→ **Provided text**:
_____
Later, the Minister said:
... as I mentioned earlier. I am here to engage in good faith. It will take the time that it takes, and we will work our way through it. I would not be so rude, as a Member of the Lower House, to try to tell the Upper House how to do its business.
The Minister then stated, "We took steps in the Dáil, which I am sure we will be able to tease through on Committee and Report Stages, to further strengthen the importance of autonomy". This is what the Minister said in this House.
Therefore, the Minister can imagine my shock when, without any warning whatsoever, the Deputy Leader this morning proposed an Order of Business guillotining this Bill this afternoon. I do not know whether the Minister is aware of it, but the Deputy Leader gave a full explanation as to why she was guillotining it. Sadly, it turned out that it was on the express instructions of the Minister that the matter had to go through-----
The Deputy Leader indicated to us that she had gone and sought instructions as to whether she could allow a lengthier debate, and that the Minister had made it clear that this legislation had to go through this House on a guillotine because it had to go-----
I was present for the Order of Business this morning and I listened to the Deputy Leader, who spoke about the legislation before the House today. She indicated that she had looked to see whether there would be an opportunity. She did not indicate that she had spoken directly to the Minister. She indicated that she had asked for time on this legislation. I believe the Minister is right to come back on this. If we go back to look over the comments, it will be clear. She did indicate that there is a significant amount of legislation to be dealt with and the Bills Office is under pressure. The Cathaoirleach also spoke to that issue.
To be helpful to the House, what Senator McDowell read out is exactly what I said. It is an exact transcript. I am not a Member of the Upper House and I do not order the business here. To be clear, I did not hear what the Deputy Leader said but she had no conversation with me. This House reached out to my office today. My office said I would make myself available tomorrow but I was told that would not work for the Seanad. My office told the Seanad that I would make myself available on Friday but I was told that would not work for the Seanad. I am delighted to debate the legislation with Senators but I will not sit here and be slurred. I am available tomorrow and Friday but the Seanad is not. It orders its own business.
_____
→ **Request a**: In the records, rewrite the stretch from the line containing "point: river water" through the end of the records, changing "athlete's" to "skier's" and leaving everything else as it is. Do not include the pictures.
The records below have no connection to the Seanad debate transcript.

→ **Material for this task**:
_____
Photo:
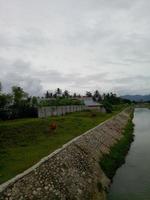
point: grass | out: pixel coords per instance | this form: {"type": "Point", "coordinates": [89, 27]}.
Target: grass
{"type": "Point", "coordinates": [112, 161]}
{"type": "Point", "coordinates": [24, 142]}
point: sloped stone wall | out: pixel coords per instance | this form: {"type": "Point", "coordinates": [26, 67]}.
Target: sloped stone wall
{"type": "Point", "coordinates": [72, 172]}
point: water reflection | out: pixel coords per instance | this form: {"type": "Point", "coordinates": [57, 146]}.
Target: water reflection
{"type": "Point", "coordinates": [132, 180]}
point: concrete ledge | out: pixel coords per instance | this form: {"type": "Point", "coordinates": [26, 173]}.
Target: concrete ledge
{"type": "Point", "coordinates": [71, 172]}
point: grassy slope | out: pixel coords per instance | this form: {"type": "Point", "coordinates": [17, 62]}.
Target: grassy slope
{"type": "Point", "coordinates": [111, 162]}
{"type": "Point", "coordinates": [24, 142]}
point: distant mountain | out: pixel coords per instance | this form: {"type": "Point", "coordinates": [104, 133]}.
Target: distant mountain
{"type": "Point", "coordinates": [136, 98]}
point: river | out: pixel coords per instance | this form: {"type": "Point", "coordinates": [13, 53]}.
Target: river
{"type": "Point", "coordinates": [132, 180]}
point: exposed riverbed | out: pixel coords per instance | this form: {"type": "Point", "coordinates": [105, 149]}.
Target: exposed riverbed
{"type": "Point", "coordinates": [132, 180]}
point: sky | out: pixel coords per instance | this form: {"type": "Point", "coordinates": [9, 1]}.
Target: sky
{"type": "Point", "coordinates": [79, 45]}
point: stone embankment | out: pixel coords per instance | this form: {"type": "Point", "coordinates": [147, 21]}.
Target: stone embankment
{"type": "Point", "coordinates": [71, 172]}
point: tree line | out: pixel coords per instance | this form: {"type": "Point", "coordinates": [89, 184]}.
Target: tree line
{"type": "Point", "coordinates": [19, 104]}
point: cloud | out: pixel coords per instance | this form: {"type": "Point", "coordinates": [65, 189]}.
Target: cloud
{"type": "Point", "coordinates": [80, 45]}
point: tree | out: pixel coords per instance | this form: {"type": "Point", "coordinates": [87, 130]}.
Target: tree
{"type": "Point", "coordinates": [58, 92]}
{"type": "Point", "coordinates": [47, 95]}
{"type": "Point", "coordinates": [74, 95]}
{"type": "Point", "coordinates": [34, 101]}
{"type": "Point", "coordinates": [66, 93]}
{"type": "Point", "coordinates": [97, 96]}
{"type": "Point", "coordinates": [18, 94]}
{"type": "Point", "coordinates": [88, 94]}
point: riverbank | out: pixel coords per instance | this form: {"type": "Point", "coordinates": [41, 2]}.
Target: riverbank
{"type": "Point", "coordinates": [112, 161]}
{"type": "Point", "coordinates": [132, 179]}
{"type": "Point", "coordinates": [71, 172]}
{"type": "Point", "coordinates": [25, 141]}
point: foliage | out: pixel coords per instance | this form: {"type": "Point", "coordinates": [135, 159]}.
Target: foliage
{"type": "Point", "coordinates": [23, 142]}
{"type": "Point", "coordinates": [60, 102]}
{"type": "Point", "coordinates": [108, 106]}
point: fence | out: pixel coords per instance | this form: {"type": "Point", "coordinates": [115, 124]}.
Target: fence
{"type": "Point", "coordinates": [59, 110]}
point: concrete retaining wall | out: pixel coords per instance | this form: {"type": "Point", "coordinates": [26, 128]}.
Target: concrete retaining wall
{"type": "Point", "coordinates": [71, 172]}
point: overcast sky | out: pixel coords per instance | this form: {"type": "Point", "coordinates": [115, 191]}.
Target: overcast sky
{"type": "Point", "coordinates": [77, 45]}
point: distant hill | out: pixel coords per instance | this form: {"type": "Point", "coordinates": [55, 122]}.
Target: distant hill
{"type": "Point", "coordinates": [136, 98]}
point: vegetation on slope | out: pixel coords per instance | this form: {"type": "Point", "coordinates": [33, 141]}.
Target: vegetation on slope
{"type": "Point", "coordinates": [23, 142]}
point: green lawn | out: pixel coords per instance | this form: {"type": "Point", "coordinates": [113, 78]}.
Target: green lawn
{"type": "Point", "coordinates": [24, 142]}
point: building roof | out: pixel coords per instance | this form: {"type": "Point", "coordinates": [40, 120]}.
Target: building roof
{"type": "Point", "coordinates": [88, 101]}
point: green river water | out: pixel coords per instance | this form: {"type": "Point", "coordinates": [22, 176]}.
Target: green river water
{"type": "Point", "coordinates": [132, 180]}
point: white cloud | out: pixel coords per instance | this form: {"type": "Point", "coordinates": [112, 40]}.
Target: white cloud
{"type": "Point", "coordinates": [78, 45]}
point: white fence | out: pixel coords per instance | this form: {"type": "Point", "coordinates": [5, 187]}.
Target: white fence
{"type": "Point", "coordinates": [59, 110]}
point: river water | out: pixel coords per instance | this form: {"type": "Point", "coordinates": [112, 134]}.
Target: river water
{"type": "Point", "coordinates": [132, 180]}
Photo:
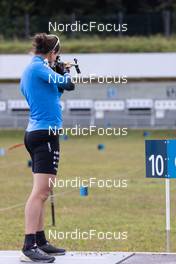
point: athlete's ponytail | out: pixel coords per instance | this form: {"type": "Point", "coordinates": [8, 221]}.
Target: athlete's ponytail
{"type": "Point", "coordinates": [43, 43]}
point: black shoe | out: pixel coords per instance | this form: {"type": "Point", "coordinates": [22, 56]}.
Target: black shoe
{"type": "Point", "coordinates": [35, 255]}
{"type": "Point", "coordinates": [51, 250]}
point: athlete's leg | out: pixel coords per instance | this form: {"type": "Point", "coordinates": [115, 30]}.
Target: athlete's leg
{"type": "Point", "coordinates": [34, 214]}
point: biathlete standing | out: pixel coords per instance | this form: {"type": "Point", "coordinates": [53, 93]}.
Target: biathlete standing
{"type": "Point", "coordinates": [42, 87]}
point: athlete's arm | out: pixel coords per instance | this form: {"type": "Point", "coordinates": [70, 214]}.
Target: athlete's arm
{"type": "Point", "coordinates": [50, 76]}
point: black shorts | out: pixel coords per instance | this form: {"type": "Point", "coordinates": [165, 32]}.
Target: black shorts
{"type": "Point", "coordinates": [44, 151]}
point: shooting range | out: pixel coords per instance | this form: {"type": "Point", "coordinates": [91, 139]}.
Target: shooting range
{"type": "Point", "coordinates": [105, 73]}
_____
→ **Request b**: Continue the Seanad debate transcript from its last line.

→ **Right answer a**:
point: river water | out: pixel coords per instance | this form: {"type": "Point", "coordinates": [112, 134]}.
Target: river water
{"type": "Point", "coordinates": [132, 180]}
Photo:
point: skier's ponytail | out: pixel coords per instance | this form: {"type": "Point", "coordinates": [8, 221]}.
Target: skier's ponytail
{"type": "Point", "coordinates": [43, 43]}
point: black shoe | out: pixel coords per instance | this form: {"type": "Point", "coordinates": [22, 56]}.
Target: black shoe
{"type": "Point", "coordinates": [35, 255]}
{"type": "Point", "coordinates": [51, 250]}
point: skier's leg | out: pixel coords per instance | this form: {"type": "Point", "coordinates": [115, 30]}.
Target: skier's leg
{"type": "Point", "coordinates": [34, 214]}
point: biathlete standing | out: pixel coords per instance | this form: {"type": "Point", "coordinates": [53, 93]}.
Target: biathlete standing
{"type": "Point", "coordinates": [42, 87]}
point: skier's arm | out: pixel coords per instance | this form: {"type": "Point", "coordinates": [70, 214]}.
Target: skier's arm
{"type": "Point", "coordinates": [50, 76]}
point: black shorts | out: pixel coords per instance | this form: {"type": "Point", "coordinates": [165, 32]}.
Target: black shorts
{"type": "Point", "coordinates": [44, 151]}
point: shooting range | out: pixel coords per instance | this form: {"type": "Point", "coordinates": [91, 139]}.
Target: shooting range
{"type": "Point", "coordinates": [105, 73]}

→ **Right answer b**:
Nobody said that but the House was informed that, on consultation - through the Leader, I think - it was emphasised that the Bill had to go through this week and that, as a result, it had to be guillotined. That is what we were told.
In fairness to the Minister, he has made himself available. While I have great respect for Senator Norris, there has been extensive consultation in respect of this legislation with the higher education institutions, the Irish Universities Association, Trinity College and the Oireachtas Joint Committee on Education. The Minister and his officials have made themselves available to discuss any of the issues that are raised in the House.
I do not know who Senator Norris is speaking to but everyone knows there has long been demand for reform of the higher education system. With respect to colleagues, the Act dates from 1971. We are dealing with the higher education system of 2022 and into to the future, not that of 1971 or, with respect, 1592. This is not a question in respect of the academic autonomy of institutions. These are questions relating to governance, particularly with regard to financial accountability. It is important that is the case. We have already had Second Stage of the Bill, when there is an opportunity to make general statements. If we are going to debate the amendments that have been tabled, let us do so. I hope colleagues will ensure that eloquence replaces verbosity when it comes to dealing with the amendments. In defence of the Minister-----
What has been said is not fair on the Minister or the Deputy Leader because it is trying to misconstrue both of their positions. Senator McDowell is aware of the legislative pressure that exists. If less time was spent on procedural theatrics, both this morning and during this debate, and we actually got on to debating the amendments that are before us, then we could have real discussion. We are already 24 minutes into the debate, however, and we have not even dealt with the first amendment.
That is shameful stuff. I was here this morning. We sought extra time but were denied it. It was represented to us that the Deputy Leader had, through whatever channel, sought extra time but it could not be given.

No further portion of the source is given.